▶ **Task prompt**
Lines from the one containing "target | gray background" through the last line of the data are to be repeated word for word, both ends included.

◇ ◇ ◇ ◇ ◇

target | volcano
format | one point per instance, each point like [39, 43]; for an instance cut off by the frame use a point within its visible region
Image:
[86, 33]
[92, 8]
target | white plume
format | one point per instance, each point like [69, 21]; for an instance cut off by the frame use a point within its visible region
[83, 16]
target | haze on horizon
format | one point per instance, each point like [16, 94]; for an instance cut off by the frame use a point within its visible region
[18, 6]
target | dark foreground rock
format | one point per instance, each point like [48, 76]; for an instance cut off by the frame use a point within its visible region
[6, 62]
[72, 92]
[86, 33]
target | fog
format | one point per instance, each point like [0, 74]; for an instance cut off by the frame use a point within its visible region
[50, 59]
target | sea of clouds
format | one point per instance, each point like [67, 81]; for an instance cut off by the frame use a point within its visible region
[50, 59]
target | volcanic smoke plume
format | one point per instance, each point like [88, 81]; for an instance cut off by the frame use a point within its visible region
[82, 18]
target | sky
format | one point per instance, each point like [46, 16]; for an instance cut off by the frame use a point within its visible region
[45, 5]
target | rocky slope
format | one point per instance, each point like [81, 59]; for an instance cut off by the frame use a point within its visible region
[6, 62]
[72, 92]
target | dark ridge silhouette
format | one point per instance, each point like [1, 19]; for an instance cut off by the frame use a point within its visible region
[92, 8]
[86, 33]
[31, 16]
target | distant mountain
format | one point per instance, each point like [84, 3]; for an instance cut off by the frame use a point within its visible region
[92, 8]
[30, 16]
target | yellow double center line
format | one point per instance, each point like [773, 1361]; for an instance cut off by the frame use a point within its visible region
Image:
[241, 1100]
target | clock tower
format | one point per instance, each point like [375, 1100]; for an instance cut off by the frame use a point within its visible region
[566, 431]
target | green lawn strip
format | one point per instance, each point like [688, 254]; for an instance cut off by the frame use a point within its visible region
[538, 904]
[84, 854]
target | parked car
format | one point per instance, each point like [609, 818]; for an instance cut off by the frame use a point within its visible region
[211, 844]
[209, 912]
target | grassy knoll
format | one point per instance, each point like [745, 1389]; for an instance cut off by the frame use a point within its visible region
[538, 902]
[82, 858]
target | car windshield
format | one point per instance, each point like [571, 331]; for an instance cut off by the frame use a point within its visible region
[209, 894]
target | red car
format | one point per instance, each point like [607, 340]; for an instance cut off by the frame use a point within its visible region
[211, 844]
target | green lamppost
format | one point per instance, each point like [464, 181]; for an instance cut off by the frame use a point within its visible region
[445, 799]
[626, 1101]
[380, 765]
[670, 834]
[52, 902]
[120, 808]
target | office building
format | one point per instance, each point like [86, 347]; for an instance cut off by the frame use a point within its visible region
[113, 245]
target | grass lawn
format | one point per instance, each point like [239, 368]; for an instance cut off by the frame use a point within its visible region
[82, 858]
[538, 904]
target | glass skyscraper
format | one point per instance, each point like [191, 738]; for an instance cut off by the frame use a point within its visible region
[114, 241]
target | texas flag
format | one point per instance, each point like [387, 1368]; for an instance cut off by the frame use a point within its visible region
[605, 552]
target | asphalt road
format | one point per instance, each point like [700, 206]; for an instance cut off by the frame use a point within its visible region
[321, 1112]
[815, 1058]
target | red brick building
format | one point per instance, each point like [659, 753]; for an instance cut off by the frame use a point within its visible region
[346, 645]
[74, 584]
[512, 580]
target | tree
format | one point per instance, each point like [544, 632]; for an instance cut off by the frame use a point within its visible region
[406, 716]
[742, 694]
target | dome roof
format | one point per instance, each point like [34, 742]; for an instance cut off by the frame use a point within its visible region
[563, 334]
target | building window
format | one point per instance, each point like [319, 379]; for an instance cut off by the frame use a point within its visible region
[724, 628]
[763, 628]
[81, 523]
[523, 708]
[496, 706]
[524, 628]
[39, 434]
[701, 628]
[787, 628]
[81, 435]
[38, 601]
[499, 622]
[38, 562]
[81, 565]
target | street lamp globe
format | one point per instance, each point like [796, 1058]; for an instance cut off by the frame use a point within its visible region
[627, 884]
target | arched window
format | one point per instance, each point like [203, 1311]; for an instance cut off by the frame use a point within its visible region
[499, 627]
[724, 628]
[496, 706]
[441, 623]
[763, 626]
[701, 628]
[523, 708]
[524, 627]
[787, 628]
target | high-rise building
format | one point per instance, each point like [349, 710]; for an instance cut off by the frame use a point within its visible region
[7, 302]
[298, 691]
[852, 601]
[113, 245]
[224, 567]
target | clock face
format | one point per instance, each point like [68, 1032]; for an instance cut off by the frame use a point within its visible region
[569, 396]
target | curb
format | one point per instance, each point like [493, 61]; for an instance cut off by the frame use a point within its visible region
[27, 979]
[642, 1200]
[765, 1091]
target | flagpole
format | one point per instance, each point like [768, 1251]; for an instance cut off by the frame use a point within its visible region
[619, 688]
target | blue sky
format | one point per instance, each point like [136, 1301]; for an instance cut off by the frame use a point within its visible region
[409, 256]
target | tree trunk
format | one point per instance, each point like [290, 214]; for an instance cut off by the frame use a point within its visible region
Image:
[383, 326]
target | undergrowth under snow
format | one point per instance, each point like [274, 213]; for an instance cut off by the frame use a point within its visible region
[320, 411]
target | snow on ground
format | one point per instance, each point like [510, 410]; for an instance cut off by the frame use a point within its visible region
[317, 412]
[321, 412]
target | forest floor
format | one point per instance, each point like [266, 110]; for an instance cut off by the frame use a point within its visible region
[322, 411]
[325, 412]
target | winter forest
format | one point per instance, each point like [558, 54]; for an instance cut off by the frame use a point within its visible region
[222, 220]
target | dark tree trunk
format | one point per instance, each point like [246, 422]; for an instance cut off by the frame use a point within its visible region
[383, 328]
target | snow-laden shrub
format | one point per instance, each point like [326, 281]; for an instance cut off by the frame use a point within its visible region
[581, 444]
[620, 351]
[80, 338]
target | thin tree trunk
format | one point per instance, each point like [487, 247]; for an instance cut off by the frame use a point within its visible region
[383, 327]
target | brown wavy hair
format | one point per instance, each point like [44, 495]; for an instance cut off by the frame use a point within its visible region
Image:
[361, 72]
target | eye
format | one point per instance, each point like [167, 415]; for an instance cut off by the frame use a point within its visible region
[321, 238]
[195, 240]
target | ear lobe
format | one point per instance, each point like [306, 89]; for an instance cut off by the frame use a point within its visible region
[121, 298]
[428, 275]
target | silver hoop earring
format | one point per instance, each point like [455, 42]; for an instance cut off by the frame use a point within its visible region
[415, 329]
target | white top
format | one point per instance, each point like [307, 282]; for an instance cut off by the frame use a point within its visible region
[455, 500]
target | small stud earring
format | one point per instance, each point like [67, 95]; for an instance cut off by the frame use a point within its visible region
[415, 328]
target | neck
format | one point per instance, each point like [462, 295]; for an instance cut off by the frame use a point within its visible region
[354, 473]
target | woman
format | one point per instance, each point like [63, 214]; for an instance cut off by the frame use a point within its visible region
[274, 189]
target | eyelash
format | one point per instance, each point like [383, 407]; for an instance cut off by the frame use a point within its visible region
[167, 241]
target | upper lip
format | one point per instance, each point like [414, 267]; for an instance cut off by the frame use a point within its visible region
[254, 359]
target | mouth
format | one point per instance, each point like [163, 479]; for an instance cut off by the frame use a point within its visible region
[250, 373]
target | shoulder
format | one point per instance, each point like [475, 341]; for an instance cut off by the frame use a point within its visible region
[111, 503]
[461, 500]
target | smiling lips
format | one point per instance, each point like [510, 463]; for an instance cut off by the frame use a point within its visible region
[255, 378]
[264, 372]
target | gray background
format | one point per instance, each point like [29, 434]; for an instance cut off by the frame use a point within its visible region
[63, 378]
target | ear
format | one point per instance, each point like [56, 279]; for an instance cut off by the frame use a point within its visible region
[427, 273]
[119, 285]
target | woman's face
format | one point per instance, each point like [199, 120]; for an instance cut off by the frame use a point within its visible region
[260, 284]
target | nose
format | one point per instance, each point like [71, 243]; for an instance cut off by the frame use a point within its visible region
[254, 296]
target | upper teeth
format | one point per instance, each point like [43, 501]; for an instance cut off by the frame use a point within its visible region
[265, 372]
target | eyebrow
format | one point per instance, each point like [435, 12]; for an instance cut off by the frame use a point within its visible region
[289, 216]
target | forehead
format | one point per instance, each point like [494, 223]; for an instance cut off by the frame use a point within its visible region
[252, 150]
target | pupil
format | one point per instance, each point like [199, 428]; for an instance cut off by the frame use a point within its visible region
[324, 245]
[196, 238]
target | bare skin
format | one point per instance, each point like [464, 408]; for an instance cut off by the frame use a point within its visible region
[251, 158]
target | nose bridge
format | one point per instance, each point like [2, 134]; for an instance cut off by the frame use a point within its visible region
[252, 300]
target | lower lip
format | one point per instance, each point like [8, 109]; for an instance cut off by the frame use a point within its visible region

◇ ◇ ◇ ◇ ◇

▶ **Exercise output**
target | gray background
format | one point per instance, each point like [29, 434]; for an instance cut off by the frame use a point within its visible region
[63, 378]
target | ear
format | one point per instance, each point like [56, 279]; for an instance cut off by the frame use a point within its visible region
[427, 273]
[119, 285]
target | woman's face
format | one point per instance, each point like [199, 120]; for an instance cut off by the frame use a point within its visible region
[260, 284]
target | nose
format | one point per instance, each point like [71, 243]; for an instance cut off by the frame use a point within its visible region
[254, 296]
target | upper teeth
format | one point per instance, each point like [43, 501]; for an instance cut off by the frame use a point within its visible region
[265, 372]
target | eyebrow
format | one point per instance, each point like [435, 12]; for an instance cut off by the frame use a point within its visible region
[289, 216]
target | forehead
format | one point per instance, each point like [494, 223]; for an instance cut off by the frame use a point within its visible region
[252, 150]
target | pupil
format | one point per instance, each point like [199, 428]; for an instance cut off by the frame use a point within its visible region
[324, 245]
[196, 238]
target | bare skin
format | one point per instance, each point like [464, 408]; for an instance cut off by the frame use a point within its visible region
[251, 158]
target | nose bridge
format | one point per instance, each point like [2, 134]; for an instance cut off by the frame use a point within its visible region
[252, 300]
target | lower lip
format | one point per instance, each point like [8, 109]; for an instance cut off by the frame use a point within its visible region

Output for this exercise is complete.